PROBLEM: Reproduce every line of the data below word for word, changing nothing.

(Contour annotation records)
*****

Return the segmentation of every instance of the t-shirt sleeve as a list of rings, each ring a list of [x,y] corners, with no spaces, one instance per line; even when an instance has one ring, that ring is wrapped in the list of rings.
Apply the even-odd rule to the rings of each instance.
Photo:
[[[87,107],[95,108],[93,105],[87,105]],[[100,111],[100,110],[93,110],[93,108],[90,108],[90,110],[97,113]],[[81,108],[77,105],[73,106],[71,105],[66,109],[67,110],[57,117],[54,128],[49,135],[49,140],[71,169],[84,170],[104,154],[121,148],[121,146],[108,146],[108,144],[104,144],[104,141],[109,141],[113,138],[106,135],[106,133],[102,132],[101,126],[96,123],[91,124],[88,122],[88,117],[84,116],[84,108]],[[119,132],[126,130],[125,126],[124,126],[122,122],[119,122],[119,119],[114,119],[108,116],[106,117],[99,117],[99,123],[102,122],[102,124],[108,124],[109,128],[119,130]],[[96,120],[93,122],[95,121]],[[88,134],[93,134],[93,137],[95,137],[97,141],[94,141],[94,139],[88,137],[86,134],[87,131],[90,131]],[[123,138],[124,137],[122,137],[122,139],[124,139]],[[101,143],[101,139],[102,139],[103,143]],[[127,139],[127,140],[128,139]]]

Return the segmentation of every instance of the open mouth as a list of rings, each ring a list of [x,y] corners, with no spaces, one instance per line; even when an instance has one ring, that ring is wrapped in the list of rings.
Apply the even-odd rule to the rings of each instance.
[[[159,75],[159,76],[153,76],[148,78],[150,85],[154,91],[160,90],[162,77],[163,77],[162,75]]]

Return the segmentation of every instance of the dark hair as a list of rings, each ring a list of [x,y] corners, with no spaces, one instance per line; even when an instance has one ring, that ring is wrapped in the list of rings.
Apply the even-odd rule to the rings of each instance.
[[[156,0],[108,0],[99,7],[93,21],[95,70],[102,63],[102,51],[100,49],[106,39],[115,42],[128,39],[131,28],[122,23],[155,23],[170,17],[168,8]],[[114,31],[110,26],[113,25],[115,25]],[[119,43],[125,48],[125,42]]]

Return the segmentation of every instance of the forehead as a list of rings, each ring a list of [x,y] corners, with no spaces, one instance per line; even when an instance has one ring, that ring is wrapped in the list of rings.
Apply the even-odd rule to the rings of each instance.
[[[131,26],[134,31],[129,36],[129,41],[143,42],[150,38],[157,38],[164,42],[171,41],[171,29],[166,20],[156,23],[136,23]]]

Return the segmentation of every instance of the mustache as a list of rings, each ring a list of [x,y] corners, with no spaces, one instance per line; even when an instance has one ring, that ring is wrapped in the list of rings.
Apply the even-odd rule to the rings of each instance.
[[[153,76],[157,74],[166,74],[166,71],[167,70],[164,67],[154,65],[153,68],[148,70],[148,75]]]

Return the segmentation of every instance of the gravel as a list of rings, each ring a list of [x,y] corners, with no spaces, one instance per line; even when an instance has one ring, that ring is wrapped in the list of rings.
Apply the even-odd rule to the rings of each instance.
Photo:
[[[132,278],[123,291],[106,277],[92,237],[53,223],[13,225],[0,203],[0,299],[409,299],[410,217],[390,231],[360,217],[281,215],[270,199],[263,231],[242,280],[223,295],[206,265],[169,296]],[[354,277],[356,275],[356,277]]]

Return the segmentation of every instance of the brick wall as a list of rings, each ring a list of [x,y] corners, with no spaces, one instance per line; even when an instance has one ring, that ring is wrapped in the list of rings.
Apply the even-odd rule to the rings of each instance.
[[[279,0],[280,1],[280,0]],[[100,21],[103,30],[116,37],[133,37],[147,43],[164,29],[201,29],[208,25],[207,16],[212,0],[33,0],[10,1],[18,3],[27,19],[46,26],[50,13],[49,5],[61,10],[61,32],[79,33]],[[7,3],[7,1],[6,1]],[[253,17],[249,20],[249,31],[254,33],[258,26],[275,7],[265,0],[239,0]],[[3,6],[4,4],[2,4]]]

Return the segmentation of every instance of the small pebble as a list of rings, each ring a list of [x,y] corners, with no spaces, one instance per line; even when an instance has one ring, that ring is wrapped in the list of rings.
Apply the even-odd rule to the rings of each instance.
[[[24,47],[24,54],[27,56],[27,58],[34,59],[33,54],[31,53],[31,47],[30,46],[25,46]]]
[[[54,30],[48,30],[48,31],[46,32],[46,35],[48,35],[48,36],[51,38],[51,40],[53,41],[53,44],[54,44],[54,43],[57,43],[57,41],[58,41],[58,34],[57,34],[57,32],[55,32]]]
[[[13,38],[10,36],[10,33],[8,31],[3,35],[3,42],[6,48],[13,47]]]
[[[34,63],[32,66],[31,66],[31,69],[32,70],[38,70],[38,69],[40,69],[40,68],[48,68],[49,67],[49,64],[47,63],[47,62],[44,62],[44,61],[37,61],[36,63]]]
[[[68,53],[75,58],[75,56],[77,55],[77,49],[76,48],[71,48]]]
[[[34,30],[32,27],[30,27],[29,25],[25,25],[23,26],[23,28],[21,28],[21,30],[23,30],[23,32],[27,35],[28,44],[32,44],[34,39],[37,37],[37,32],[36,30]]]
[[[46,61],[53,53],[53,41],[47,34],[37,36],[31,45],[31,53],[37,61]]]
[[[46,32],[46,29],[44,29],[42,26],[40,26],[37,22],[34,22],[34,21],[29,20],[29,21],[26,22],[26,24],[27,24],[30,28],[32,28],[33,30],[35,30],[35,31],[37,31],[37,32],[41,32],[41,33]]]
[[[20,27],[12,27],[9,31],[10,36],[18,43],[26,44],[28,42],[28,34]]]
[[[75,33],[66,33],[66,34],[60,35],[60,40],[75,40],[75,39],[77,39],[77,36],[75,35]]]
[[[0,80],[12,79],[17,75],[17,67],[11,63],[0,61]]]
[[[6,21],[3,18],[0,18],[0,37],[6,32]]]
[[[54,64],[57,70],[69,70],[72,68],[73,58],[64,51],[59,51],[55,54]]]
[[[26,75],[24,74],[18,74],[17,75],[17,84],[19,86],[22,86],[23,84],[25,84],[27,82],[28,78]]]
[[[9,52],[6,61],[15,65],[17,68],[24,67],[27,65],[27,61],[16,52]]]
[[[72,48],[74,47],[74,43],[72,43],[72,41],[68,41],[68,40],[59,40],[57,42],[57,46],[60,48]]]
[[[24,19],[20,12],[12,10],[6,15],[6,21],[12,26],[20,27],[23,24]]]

*****

SOLUTION:
Return the segmentation of every instance of the t-shirt sleeve as a list of rings, each ring a list of [x,y] corners, with no spaces, one instance per line; even when an instance has one ring, that ring is wrapped in the list of rings.
Apply the even-odd rule to the rings of each instance.
Photo:
[[[87,107],[95,108],[93,105],[87,105]],[[100,111],[100,110],[93,110],[93,108],[90,108],[90,110],[97,113]],[[81,108],[77,105],[73,106],[71,105],[66,109],[67,110],[57,117],[54,128],[49,135],[49,140],[71,169],[84,170],[104,154],[121,148],[121,146],[108,146],[108,144],[104,144],[104,141],[109,141],[113,138],[106,135],[106,133],[102,132],[101,126],[96,123],[91,124],[88,122],[88,117],[84,116],[84,108]],[[119,132],[126,130],[125,126],[124,126],[122,122],[119,122],[119,119],[114,119],[108,116],[106,117],[99,117],[99,123],[102,122],[102,124],[108,124],[109,128],[119,130]],[[96,120],[93,122],[95,121]],[[88,134],[93,134],[93,137],[95,137],[97,141],[94,141],[94,139],[88,137],[86,134],[87,131],[90,131]],[[123,138],[124,137],[122,137],[122,139],[124,139]],[[101,143],[101,139],[102,139],[103,143]],[[127,139],[127,140],[128,139]]]

Return the segmentation of every instance of the open mouth as a list of rings, each ring a list of [x,y] corners, with no spaces, one instance per line; even when an instance has one ring, that ring is wrapped in the list of rings.
Apply the even-odd rule to the rings of each instance.
[[[159,75],[159,76],[153,76],[148,78],[150,85],[154,91],[160,90],[162,77],[163,77],[162,75]]]

Return the segmentation of every instance of the dark hair as a list of rings, each ring a list of [x,y] corners, with no spaces, one instance per line; even when an instance has one ring, that ring is wrapped in the list of rings.
Apply the even-odd rule to the rings of each instance.
[[[156,0],[108,0],[99,7],[93,21],[95,70],[102,63],[102,51],[100,49],[106,39],[115,42],[128,39],[131,28],[122,23],[155,23],[170,17],[168,8]],[[114,31],[110,26],[113,25],[115,25]],[[119,43],[125,48],[125,42]]]

Return the segmentation of every instance of the forehead as a list of rings, each ring a list of [x,y] corners, with no spaces, one instance per line; even when an instance has one ring, that ring is wrapped in the list of rings.
Apply the even-odd rule to the rings of each instance.
[[[131,26],[134,31],[129,36],[129,41],[143,42],[150,38],[157,38],[164,42],[171,41],[171,29],[166,20],[156,23],[136,23]]]

Return the segmentation of every instance of the mustache as a list of rings, each ring a list of [x,y] corners, with no spaces, one instance per line; even when an instance has one ring, that ring is wrapped in the list of rings.
Apply the even-odd rule to the rings of each instance.
[[[153,76],[157,74],[166,74],[166,71],[167,70],[164,67],[154,65],[153,68],[148,70],[148,75]]]

Return the segmentation of every instance of the gravel as a list of rings, each ring a list of [x,y] corners, with no spaces, one instance per line; even when an instance has one ring, that ring is wrapped in the list of rings.
Apply the even-odd rule to the rings of each instance.
Photo:
[[[132,278],[123,291],[106,277],[92,237],[53,223],[13,225],[0,203],[0,299],[409,299],[410,217],[390,231],[360,217],[281,215],[270,199],[263,231],[242,280],[223,295],[206,265],[169,296]],[[354,277],[356,275],[356,277]]]

Return the segmentation of every instance of the brick wall as a list of rings, each ring a list of [x,y] corners, with no spaces, one instance per line; even when an instance has one ring, that ring is wrapped in the list of rings.
Apply the even-odd rule to the rings of each instance.
[[[279,0],[280,1],[280,0]],[[100,21],[103,30],[116,37],[133,37],[147,43],[164,29],[201,29],[208,25],[207,16],[212,0],[33,0],[10,1],[18,3],[27,19],[46,26],[50,13],[49,5],[61,10],[61,32],[79,33]],[[7,3],[7,1],[6,1]],[[253,17],[249,20],[249,31],[254,33],[258,26],[275,7],[265,0],[239,0]],[[3,6],[4,4],[2,4]]]

Return the segmentation of every instance of the small pebble as a list of rings, each ring a list of [x,y] corners, with no spaces, one instance per line; even when an instance has one ring, that ring is wrapped in the list of rings.
Apply the even-odd rule to the rings of each instance.
[[[24,47],[24,54],[27,56],[27,58],[34,59],[33,54],[31,53],[31,47],[30,46],[25,46]]]
[[[54,30],[48,30],[48,31],[46,32],[46,35],[48,35],[48,36],[51,38],[51,40],[53,41],[53,44],[54,44],[54,43],[57,43],[57,41],[58,41],[58,34],[57,34],[57,32],[55,32]]]
[[[13,38],[10,36],[10,33],[8,31],[3,35],[3,42],[6,48],[13,47]]]
[[[34,63],[32,66],[31,66],[31,69],[32,70],[38,70],[38,69],[40,69],[40,68],[48,68],[49,67],[49,64],[47,63],[47,62],[44,62],[44,61],[37,61],[36,63]]]
[[[68,53],[75,58],[75,56],[77,55],[77,49],[76,48],[71,48]]]
[[[34,30],[32,27],[30,27],[29,25],[25,25],[23,26],[23,28],[21,28],[21,30],[23,30],[23,32],[27,35],[28,44],[32,44],[34,39],[37,37],[37,32],[36,30]]]
[[[46,61],[53,53],[53,41],[47,34],[37,36],[31,45],[31,53],[37,61]]]
[[[46,32],[46,29],[44,29],[42,26],[40,26],[37,22],[34,22],[34,21],[29,20],[29,21],[26,22],[26,24],[27,24],[30,28],[32,28],[33,30],[35,30],[35,31],[37,31],[37,32],[41,32],[41,33]]]
[[[20,27],[12,27],[9,31],[10,36],[18,43],[26,44],[28,42],[28,34]]]
[[[75,33],[66,33],[66,34],[60,35],[60,40],[75,40],[75,39],[77,39],[77,36],[75,35]]]
[[[0,80],[12,79],[17,75],[17,67],[11,63],[0,61]]]
[[[6,21],[3,18],[0,18],[0,37],[6,32]]]
[[[54,64],[57,70],[69,70],[72,68],[73,58],[64,51],[59,51],[55,54]]]
[[[26,75],[24,74],[18,74],[17,75],[17,84],[19,86],[22,86],[23,84],[25,84],[27,82],[28,78]]]
[[[9,52],[6,61],[15,65],[17,68],[24,67],[27,65],[27,61],[16,52]]]
[[[72,48],[74,47],[74,43],[72,43],[72,41],[68,41],[68,40],[59,40],[57,42],[57,46],[60,48]]]
[[[24,19],[20,12],[12,10],[6,15],[6,21],[12,26],[20,27],[23,24]]]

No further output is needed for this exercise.